I think that's all he was trying to point out.

Vladimir Vasilyev
@9214
You are not binding x, you are setting it to some value.
Binding is changing word's context, setting is changing its value in its context.
Greg T
@gltewalt
Edited
Greg T
@gltewalt
first cola
Gregg Irwin
@greggirwin
You're all correct. :^) @9214 and @GregT got my intent, but my example should have been reversed, as @rebolek noted:
>> set word 1
*** Script Error: word has no value
*** Where: set
*** Stack:  

>> word: 1
== 1
Gregg Irwin
@greggirwin
The important point is that, while similar, or even the same in some cases, set-word! and set syntax are not equivalent.
Semseddin Moldibi
@endo64

@gltewalt > word gets evaluated immediately
Correct, blocks are not evaluated immediately, hence:

word: 'x
set [word] 1
word ; == 1
x ; *** Script Error: x has no value

We are setting word to 1 not its evaluated value (x) to 1.

Gregg Irwin
@greggirwin
Wow. This could turn into an entire topic.
ne1uno
@ne1uno
can we find something other than word here? it's already overloaded enough
Gregg Irwin
@greggirwin
<he he> Good point @ne1uno.

◆ **RECORD EXCERPTS**

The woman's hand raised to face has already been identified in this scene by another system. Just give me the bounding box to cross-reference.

* * *

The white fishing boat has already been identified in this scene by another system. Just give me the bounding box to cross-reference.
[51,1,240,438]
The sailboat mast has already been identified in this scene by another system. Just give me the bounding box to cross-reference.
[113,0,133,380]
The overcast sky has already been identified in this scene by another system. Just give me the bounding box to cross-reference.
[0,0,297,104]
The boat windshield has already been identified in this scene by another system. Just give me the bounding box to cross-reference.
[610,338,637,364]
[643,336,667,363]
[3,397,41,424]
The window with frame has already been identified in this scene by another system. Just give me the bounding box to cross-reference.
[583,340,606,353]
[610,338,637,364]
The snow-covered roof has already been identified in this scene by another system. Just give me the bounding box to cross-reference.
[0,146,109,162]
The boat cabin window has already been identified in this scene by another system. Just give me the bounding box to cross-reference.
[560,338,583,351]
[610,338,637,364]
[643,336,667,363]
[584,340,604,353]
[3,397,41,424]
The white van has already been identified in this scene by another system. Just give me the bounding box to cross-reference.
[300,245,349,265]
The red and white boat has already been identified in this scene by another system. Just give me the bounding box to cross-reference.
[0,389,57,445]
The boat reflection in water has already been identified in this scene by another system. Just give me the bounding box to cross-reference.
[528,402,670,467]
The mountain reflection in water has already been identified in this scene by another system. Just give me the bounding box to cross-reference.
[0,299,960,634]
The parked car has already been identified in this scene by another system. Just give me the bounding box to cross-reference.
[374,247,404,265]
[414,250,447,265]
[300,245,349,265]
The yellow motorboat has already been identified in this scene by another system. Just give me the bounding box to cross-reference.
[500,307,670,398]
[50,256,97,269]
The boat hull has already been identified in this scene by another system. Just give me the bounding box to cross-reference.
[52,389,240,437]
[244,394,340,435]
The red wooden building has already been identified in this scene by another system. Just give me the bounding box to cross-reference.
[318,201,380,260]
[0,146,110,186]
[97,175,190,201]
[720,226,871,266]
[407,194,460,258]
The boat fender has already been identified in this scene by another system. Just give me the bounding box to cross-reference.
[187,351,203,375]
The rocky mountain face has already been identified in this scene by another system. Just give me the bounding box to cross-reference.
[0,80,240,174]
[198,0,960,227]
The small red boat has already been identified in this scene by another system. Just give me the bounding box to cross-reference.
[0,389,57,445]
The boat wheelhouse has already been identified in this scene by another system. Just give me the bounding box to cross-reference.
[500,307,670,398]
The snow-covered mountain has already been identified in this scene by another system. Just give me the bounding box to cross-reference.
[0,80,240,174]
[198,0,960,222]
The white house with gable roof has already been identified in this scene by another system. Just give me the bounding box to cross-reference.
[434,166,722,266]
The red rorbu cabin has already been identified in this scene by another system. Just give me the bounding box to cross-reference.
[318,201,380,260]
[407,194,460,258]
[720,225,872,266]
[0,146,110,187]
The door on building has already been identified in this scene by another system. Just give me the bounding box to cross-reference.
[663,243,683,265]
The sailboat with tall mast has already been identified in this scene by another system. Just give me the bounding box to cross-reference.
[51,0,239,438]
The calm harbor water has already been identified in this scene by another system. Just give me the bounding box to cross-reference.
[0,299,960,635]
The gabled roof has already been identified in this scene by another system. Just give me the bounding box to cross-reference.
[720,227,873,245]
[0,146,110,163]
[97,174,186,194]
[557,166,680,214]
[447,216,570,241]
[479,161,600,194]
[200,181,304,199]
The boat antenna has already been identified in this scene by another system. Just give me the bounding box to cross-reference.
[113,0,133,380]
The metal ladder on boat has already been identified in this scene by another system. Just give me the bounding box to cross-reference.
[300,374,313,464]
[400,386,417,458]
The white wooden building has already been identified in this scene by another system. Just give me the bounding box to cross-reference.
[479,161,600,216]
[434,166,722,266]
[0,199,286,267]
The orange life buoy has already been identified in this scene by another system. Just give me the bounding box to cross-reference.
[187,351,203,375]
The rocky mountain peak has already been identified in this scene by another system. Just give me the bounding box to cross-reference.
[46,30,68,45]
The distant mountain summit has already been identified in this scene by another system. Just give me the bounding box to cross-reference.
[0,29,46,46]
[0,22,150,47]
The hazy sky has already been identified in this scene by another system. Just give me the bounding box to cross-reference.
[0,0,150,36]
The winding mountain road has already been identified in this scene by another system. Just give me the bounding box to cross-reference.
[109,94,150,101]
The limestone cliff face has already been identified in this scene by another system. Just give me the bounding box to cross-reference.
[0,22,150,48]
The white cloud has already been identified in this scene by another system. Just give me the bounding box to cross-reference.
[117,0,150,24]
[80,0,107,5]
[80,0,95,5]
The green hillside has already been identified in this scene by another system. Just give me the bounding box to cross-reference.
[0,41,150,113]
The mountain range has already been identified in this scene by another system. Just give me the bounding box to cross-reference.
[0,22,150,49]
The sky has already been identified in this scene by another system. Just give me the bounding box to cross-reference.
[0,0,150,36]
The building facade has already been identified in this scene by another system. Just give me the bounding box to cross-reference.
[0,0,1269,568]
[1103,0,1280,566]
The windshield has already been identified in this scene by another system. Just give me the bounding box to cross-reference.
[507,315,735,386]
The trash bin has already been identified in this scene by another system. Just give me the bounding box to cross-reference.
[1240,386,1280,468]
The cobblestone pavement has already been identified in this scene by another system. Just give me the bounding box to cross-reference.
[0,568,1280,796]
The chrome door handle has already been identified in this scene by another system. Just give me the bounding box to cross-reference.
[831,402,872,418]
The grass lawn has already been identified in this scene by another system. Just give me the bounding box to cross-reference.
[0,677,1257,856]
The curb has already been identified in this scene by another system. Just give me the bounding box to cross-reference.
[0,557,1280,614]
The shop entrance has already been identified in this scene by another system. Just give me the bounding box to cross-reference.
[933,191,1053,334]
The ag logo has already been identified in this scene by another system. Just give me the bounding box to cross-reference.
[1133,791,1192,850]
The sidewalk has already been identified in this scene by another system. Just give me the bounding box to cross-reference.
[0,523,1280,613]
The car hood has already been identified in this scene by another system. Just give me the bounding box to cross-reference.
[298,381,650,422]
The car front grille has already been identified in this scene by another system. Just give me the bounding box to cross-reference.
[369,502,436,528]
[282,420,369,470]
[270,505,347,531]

==

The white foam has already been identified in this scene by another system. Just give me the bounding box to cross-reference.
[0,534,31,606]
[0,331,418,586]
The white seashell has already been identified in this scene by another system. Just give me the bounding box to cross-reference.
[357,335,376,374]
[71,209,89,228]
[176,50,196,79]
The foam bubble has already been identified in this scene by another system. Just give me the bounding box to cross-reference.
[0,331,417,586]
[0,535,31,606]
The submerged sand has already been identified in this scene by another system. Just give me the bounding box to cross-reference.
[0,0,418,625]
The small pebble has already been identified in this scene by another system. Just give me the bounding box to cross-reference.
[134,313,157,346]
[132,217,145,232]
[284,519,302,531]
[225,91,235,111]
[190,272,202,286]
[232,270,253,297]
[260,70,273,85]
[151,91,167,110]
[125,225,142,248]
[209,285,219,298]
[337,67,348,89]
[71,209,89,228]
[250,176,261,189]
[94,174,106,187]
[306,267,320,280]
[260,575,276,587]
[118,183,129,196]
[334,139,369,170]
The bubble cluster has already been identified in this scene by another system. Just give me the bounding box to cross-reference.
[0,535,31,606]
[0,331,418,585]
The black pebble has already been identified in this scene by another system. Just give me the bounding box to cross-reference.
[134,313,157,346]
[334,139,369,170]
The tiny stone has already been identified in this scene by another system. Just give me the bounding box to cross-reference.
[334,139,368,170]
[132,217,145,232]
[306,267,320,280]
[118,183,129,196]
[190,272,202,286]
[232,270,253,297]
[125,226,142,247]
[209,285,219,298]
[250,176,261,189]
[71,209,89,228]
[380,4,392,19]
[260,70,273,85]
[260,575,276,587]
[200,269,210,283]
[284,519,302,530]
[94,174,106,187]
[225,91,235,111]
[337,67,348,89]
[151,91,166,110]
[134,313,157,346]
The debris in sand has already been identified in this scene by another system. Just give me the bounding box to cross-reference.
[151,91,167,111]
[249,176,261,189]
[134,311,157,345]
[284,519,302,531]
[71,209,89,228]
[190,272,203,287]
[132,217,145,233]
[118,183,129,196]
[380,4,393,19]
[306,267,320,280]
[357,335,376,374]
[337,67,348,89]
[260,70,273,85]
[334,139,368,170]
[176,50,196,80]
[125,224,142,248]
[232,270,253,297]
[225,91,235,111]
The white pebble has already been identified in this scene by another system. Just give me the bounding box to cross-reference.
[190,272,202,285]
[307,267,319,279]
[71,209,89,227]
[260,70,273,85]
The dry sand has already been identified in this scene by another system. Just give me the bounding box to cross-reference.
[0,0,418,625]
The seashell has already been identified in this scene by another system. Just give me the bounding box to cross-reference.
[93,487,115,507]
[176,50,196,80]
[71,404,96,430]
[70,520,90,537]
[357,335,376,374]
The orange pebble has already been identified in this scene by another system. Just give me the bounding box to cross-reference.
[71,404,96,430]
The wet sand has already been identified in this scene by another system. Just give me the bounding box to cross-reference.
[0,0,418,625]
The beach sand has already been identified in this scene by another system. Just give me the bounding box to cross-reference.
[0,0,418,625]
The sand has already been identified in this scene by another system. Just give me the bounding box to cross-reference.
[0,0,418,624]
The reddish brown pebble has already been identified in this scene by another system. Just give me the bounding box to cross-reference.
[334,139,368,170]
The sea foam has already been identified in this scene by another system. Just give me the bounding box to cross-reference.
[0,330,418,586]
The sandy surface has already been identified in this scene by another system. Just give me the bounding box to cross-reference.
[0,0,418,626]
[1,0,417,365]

◆ **TASK INSTRUCTIONS**
1 – For the forum thread on setting and binding words, decide whether each statement agrees with it: (a) set-word! and set syntax are equivalent in every case; (b) blocks are not evaluated immediately; (c) binding means changing a word's value in its context. Answer each with yes or no, followed by the deciding words of the thread.
2 – Proceed with the forum thread on setting and binding words, adding new posts after its final message.

◆ **EXERCISE ANSWERS**
1 –
(a) No: "set-word! and set syntax are not equivalent."
(b) Yes: "Correct, blocks are not evaluated immediately"
(c) No: "Binding is changing word's context, setting is changing its value in its context."

2 –
Remigiusz Kozdra
@vejitatoja

Thank you very much for discussion and explanations. I'm was experimenting a bit more but I'm still very confused. :worried:

x: 0
set1: func ['word] [set word 1]
set2: func ['word] [word: 2]
set3: func [word] [word: 3]
set1 x
set2 x
set3 x
probe x
; 1
probe word
; *** Script Error: word has no value
; *** Where: probe
; *** Stack: probe

What am I setting in functions set2 and set3?
It looks like neither x nor word

Semseddin Moldibi
@endo64

@vejitatoja for set2 function, to understand better, lets put some probes

set2: func ['word] [probe x probe word: 2 probe x]
set2 x
0
2
0

your function gets an un-evaluated word (x and its value is 0 in global context)
then your function sets a value (2) to a locally bound word (word) (bound to function itself ). So you cannot see its value in outer (global) context:
>> word == ** word has no value ( > in global context < I added this)
And this 'word has nothing related to 'x actually. it is just a local word in your function.
So you are not setting 'x. If you want you should use your set1

set word value is same as word: value if both are in the same context (for example it is global context if you are on REPL console).
otherwise set word value sets the words value in global context if you are not explicitly give the context, like set in obj 'word 2 sets the words value in the context of obj
And @ne1uno is right, lets use another word for word it is already enough confusing :) 'w is better I think.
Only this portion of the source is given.